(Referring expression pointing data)
Start of Block

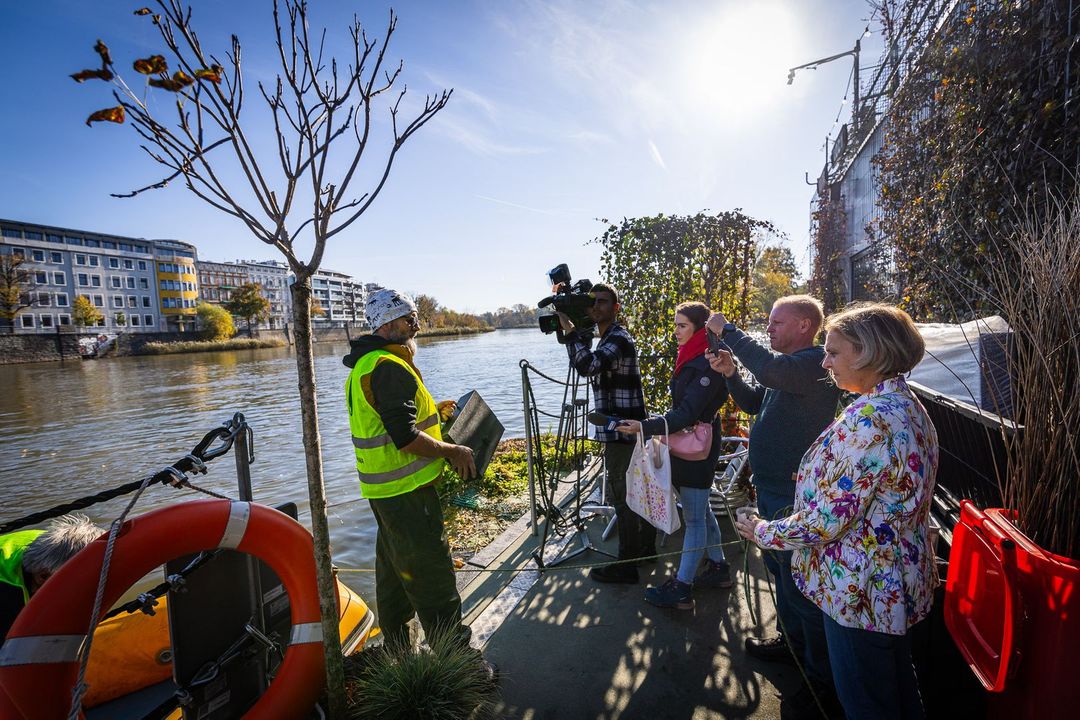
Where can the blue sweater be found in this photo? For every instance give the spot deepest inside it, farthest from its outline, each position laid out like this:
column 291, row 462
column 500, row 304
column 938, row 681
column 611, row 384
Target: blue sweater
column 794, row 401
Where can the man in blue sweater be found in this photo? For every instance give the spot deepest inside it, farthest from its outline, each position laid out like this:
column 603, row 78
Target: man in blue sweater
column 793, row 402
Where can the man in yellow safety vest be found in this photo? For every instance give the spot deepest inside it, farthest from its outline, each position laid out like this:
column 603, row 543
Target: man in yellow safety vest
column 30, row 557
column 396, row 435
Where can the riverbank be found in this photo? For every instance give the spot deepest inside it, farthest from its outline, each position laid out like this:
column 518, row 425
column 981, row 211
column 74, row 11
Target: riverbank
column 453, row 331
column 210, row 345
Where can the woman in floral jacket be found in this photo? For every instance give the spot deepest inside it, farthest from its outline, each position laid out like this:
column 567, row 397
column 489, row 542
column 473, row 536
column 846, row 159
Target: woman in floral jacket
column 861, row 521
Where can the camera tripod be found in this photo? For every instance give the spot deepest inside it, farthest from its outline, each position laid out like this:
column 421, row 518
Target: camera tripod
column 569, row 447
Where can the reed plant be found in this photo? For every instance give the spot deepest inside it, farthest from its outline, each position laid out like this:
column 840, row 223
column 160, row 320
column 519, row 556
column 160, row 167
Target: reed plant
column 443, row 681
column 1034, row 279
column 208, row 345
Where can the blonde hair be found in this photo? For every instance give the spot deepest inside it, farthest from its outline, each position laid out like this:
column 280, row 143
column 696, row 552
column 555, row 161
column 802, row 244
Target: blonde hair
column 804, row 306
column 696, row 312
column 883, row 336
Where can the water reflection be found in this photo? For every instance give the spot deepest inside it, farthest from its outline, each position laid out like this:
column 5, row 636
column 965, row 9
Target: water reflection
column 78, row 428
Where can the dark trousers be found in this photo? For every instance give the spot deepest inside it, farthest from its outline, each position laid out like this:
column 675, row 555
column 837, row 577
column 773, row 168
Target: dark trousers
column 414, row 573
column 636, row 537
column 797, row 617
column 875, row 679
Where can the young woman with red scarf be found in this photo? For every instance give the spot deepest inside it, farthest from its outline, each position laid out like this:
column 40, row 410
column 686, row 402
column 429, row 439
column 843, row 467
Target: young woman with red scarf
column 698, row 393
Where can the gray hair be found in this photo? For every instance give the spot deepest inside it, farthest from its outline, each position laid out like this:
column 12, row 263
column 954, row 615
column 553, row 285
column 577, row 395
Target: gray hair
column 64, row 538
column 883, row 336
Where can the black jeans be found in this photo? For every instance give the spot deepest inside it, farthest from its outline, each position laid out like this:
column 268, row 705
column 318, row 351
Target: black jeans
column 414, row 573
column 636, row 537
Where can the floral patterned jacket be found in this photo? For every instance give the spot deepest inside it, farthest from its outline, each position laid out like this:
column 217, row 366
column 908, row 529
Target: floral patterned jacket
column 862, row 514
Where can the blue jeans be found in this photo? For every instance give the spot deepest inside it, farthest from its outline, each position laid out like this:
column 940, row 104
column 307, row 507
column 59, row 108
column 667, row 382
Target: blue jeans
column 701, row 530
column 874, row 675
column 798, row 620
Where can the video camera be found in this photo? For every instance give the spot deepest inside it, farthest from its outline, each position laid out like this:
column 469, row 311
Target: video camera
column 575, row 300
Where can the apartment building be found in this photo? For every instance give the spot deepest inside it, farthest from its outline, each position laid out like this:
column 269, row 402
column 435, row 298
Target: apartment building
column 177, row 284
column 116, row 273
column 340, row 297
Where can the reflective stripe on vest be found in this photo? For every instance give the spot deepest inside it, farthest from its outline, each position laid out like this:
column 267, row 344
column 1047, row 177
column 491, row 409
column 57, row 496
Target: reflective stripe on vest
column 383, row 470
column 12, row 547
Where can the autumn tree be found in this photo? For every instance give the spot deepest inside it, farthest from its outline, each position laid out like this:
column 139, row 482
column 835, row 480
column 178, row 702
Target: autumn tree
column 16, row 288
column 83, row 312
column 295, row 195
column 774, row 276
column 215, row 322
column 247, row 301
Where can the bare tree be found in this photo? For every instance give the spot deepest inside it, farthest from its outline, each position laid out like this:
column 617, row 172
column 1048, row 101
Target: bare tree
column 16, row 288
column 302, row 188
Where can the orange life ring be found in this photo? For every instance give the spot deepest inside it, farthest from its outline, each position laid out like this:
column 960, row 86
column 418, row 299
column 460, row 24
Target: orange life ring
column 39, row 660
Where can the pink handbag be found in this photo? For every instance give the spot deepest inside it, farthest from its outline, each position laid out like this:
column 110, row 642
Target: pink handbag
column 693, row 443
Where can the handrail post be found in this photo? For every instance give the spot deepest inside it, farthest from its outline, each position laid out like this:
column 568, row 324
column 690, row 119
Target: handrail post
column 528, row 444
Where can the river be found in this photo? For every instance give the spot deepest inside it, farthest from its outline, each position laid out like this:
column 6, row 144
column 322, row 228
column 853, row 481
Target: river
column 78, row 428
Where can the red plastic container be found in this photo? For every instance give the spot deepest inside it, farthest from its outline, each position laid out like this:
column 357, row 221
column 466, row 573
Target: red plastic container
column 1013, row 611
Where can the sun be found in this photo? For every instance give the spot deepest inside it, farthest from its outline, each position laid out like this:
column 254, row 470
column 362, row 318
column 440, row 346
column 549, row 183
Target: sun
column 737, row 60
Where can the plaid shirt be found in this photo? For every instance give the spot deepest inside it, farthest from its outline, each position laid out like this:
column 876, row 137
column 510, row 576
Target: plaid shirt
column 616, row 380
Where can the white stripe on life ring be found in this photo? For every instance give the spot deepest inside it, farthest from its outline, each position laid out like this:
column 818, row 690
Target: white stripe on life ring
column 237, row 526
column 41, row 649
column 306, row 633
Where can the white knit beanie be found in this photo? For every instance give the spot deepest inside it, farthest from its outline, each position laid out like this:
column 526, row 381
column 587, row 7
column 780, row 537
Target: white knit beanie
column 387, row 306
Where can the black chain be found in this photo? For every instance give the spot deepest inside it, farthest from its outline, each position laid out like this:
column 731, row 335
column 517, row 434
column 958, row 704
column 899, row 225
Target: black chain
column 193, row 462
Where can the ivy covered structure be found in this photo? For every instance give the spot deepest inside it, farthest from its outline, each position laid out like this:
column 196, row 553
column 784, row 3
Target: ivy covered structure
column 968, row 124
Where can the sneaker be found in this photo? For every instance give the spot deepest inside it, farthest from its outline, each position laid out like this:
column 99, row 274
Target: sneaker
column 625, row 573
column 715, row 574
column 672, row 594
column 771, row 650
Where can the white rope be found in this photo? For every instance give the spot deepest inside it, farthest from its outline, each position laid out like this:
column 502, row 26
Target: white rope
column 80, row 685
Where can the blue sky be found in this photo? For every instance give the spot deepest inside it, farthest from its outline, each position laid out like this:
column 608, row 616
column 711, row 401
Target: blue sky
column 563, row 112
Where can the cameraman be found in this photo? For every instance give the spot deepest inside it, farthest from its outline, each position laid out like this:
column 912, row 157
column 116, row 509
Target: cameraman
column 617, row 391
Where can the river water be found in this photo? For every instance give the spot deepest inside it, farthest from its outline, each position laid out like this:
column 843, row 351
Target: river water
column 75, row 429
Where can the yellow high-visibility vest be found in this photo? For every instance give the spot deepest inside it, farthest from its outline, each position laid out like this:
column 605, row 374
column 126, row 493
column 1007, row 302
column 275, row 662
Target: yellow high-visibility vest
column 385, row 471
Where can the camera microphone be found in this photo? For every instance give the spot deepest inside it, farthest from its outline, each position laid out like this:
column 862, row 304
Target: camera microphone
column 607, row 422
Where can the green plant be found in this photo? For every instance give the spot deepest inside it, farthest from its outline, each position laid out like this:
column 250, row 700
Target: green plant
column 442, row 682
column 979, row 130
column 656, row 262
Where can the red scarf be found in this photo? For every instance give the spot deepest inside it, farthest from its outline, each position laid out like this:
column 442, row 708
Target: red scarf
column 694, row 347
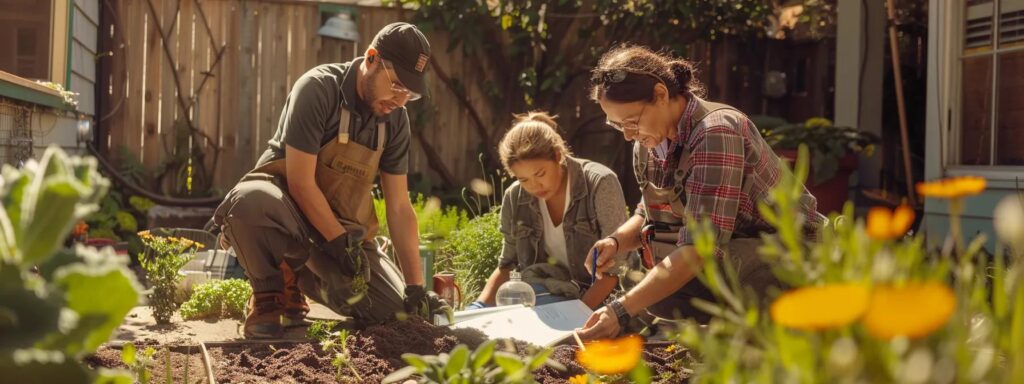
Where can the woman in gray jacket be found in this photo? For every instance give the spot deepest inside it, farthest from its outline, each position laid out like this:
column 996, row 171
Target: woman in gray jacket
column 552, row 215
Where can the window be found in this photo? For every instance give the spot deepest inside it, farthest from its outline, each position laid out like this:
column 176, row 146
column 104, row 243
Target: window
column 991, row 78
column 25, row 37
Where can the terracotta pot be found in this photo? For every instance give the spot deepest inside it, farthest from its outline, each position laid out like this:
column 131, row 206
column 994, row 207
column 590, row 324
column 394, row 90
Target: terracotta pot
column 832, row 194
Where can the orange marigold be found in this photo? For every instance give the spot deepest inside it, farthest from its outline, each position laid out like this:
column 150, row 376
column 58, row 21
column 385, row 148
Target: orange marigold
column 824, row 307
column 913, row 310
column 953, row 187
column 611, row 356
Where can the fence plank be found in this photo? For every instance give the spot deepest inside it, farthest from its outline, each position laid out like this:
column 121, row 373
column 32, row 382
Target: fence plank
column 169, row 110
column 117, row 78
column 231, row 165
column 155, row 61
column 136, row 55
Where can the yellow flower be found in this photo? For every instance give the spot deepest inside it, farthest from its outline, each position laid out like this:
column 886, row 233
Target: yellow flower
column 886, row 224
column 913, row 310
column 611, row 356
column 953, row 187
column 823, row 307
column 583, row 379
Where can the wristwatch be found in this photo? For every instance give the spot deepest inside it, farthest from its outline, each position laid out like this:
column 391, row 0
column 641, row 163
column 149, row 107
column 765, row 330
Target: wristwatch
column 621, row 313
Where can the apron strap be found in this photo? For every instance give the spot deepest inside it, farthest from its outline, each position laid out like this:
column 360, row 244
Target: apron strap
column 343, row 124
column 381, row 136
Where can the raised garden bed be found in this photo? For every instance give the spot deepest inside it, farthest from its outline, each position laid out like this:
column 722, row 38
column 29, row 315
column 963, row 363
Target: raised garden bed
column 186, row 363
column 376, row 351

End of Block

Work instruction:
Print the line with "column 104, row 243" and every line after it in the entries above, exactly as written. Leave out all other lines.

Output for this task:
column 104, row 243
Target: window
column 991, row 78
column 25, row 37
Where can the terracotta pot be found in this photo? For every instance give the spot deepest inside it, farthest from its outline, each position laid out like this:
column 131, row 206
column 994, row 207
column 590, row 324
column 394, row 90
Target: terracotta pot
column 832, row 194
Where can the orange marigold be found in this photo? For every instance give the spot deepest inside it, farthest from its outline, each position laid out like this:
column 150, row 376
column 58, row 21
column 385, row 148
Target: orange marigold
column 824, row 307
column 913, row 310
column 953, row 187
column 611, row 356
Where can the fence plank be found in this photo? For every instance give the spot deepest inside it, farthest from its outline, each position laid out like this:
column 121, row 373
column 32, row 382
Target: fence plank
column 169, row 110
column 117, row 78
column 231, row 165
column 155, row 61
column 136, row 55
Where can the yellow flower be found in this photo? For every instance give the spot deepest inside it, farthest from its outline, each position laid out like this:
column 886, row 233
Target: yellow flower
column 886, row 224
column 913, row 310
column 611, row 356
column 953, row 187
column 823, row 307
column 583, row 379
Where can the wristwatch be found in this photo? For every instance give the spot deepest inside it, farthest from its outline, each position laid out like this:
column 391, row 0
column 641, row 163
column 149, row 107
column 765, row 330
Target: wristwatch
column 621, row 313
Where can the apron strap be found in this photo? For every instance give the spot deepest inside it, farthest from its outline, each position laid out like this:
column 360, row 244
Target: apron strap
column 343, row 124
column 381, row 136
Where can the raised garden bed be found in this photo? For every instance give the spot deepest inside it, farthest from its outline, each position laid out like this:
column 722, row 38
column 29, row 315
column 963, row 363
Target: raised garden bed
column 186, row 363
column 376, row 351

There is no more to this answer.